TO DO: Would you reproduce the data below exactly, please, leaving out its images?

(Records from a dataset)

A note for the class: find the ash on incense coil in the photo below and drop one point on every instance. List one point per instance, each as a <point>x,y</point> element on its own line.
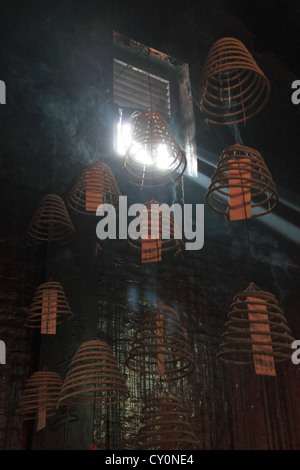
<point>232,87</point>
<point>160,346</point>
<point>154,158</point>
<point>94,377</point>
<point>96,185</point>
<point>49,304</point>
<point>164,426</point>
<point>256,327</point>
<point>51,221</point>
<point>242,186</point>
<point>41,392</point>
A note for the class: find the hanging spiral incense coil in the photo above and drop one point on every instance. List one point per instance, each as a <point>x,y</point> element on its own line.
<point>95,186</point>
<point>256,326</point>
<point>51,221</point>
<point>160,232</point>
<point>49,300</point>
<point>154,158</point>
<point>94,377</point>
<point>160,346</point>
<point>41,392</point>
<point>242,175</point>
<point>164,426</point>
<point>232,87</point>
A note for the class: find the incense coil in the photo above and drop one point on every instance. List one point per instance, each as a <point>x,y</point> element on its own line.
<point>96,185</point>
<point>239,346</point>
<point>94,377</point>
<point>264,196</point>
<point>154,158</point>
<point>41,391</point>
<point>55,292</point>
<point>164,225</point>
<point>164,426</point>
<point>161,337</point>
<point>51,221</point>
<point>232,87</point>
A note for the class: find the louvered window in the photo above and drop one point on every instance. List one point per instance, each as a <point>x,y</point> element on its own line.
<point>143,79</point>
<point>140,90</point>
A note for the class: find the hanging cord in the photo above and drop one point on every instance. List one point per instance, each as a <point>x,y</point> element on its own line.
<point>53,163</point>
<point>249,264</point>
<point>151,105</point>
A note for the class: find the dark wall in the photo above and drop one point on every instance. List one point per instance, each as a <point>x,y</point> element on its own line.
<point>58,118</point>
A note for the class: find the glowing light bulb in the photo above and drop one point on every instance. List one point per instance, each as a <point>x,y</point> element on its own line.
<point>163,159</point>
<point>124,137</point>
<point>142,156</point>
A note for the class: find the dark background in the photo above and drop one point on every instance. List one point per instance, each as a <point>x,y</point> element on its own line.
<point>56,61</point>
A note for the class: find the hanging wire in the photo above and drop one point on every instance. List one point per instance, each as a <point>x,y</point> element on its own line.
<point>249,263</point>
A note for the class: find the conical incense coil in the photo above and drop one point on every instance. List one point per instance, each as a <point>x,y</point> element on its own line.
<point>94,377</point>
<point>49,305</point>
<point>242,186</point>
<point>96,185</point>
<point>41,392</point>
<point>154,158</point>
<point>256,327</point>
<point>232,87</point>
<point>160,232</point>
<point>160,346</point>
<point>164,426</point>
<point>51,221</point>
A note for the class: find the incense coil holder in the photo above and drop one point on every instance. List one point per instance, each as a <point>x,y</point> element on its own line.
<point>94,377</point>
<point>51,221</point>
<point>161,343</point>
<point>164,426</point>
<point>239,343</point>
<point>41,391</point>
<point>96,185</point>
<point>54,293</point>
<point>232,87</point>
<point>235,161</point>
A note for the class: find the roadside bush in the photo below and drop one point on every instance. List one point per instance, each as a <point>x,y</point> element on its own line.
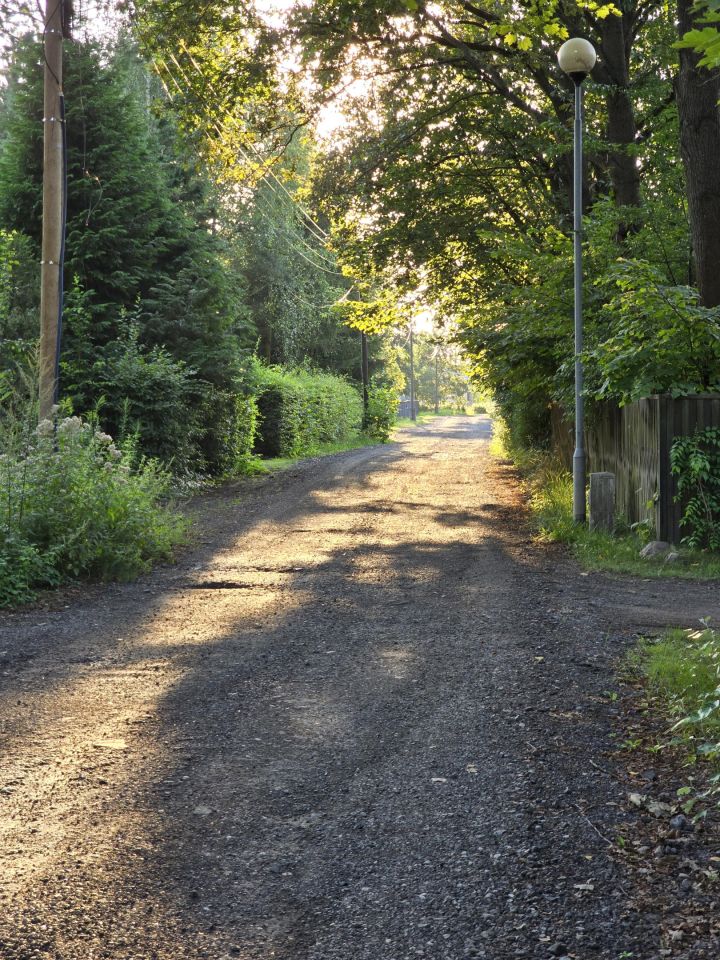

RESULT OF THE EXERCISE:
A note for the class: find the ash on incense coil in the photo below and drop one point on every instance. List one point per instance, each as a <point>x,y</point> element on its own line.
<point>232,87</point>
<point>160,346</point>
<point>154,158</point>
<point>94,377</point>
<point>96,185</point>
<point>49,304</point>
<point>164,426</point>
<point>256,327</point>
<point>51,221</point>
<point>242,186</point>
<point>41,392</point>
A note for the class: find the hanging spiral incense coil in the photo above and drop one point on every instance. List one point per instance, each as a <point>x,y</point> element on its own line.
<point>95,186</point>
<point>256,326</point>
<point>51,221</point>
<point>160,232</point>
<point>49,300</point>
<point>154,158</point>
<point>94,377</point>
<point>160,346</point>
<point>41,392</point>
<point>242,175</point>
<point>164,426</point>
<point>232,87</point>
A note for the class: find the incense coil in the photo above and drop one point on every instance. List one point per instance, each as a <point>x,y</point> element on its own line.
<point>96,185</point>
<point>239,346</point>
<point>94,377</point>
<point>264,196</point>
<point>154,158</point>
<point>41,391</point>
<point>55,292</point>
<point>164,225</point>
<point>164,426</point>
<point>161,337</point>
<point>51,221</point>
<point>232,87</point>
A note for the class: find the louvered window in the photo above and drop one point on every instance. List one point per instance, each as a <point>x,y</point> element on its own line.
<point>143,79</point>
<point>140,90</point>
A note for the class: find the hanging cord in the photo above and drop one point on every instance. List one point per instance, each as a <point>x,y</point> element on its own line.
<point>53,163</point>
<point>249,264</point>
<point>151,105</point>
A note for the class: find the dark wall in the photo above and drop one point on every instance. List one point per instance, each as a <point>x,y</point> element on its own line.
<point>58,118</point>
A note for the class: find the glowing light bulb in the photo above and drop one point on every instance. List one point per instance, each as a <point>x,y</point> element on its own line.
<point>163,159</point>
<point>124,137</point>
<point>142,156</point>
A note for the class: find the dark background in the photo above and drop one point on every instance. List one point per instance, each as a <point>x,y</point> element on its own line.
<point>56,61</point>
A note for the class: find the hanging wire in the photo above and drop one point on every instance. List one point per instance, each as a <point>x,y</point> element on its own line.
<point>249,263</point>
A note for the class: find the conical incense coil in the photo above and drop one point on every instance. List one point per instance, each as a <point>x,y</point> element on its own line.
<point>94,377</point>
<point>49,305</point>
<point>242,186</point>
<point>96,185</point>
<point>41,392</point>
<point>154,158</point>
<point>256,327</point>
<point>232,87</point>
<point>160,232</point>
<point>160,346</point>
<point>164,426</point>
<point>51,221</point>
A note for the class: find the incense coil holder in the photo above and drop one point on every instance. List one point per instance, each as a <point>x,y</point> element on its own line.
<point>94,377</point>
<point>51,221</point>
<point>161,343</point>
<point>164,426</point>
<point>239,343</point>
<point>41,391</point>
<point>96,185</point>
<point>54,293</point>
<point>232,87</point>
<point>235,161</point>
A note for the class: find the roadside bush in the photo below and drop one point on every instance. List one point per instance, each as a <point>x,y</point> element on its own line.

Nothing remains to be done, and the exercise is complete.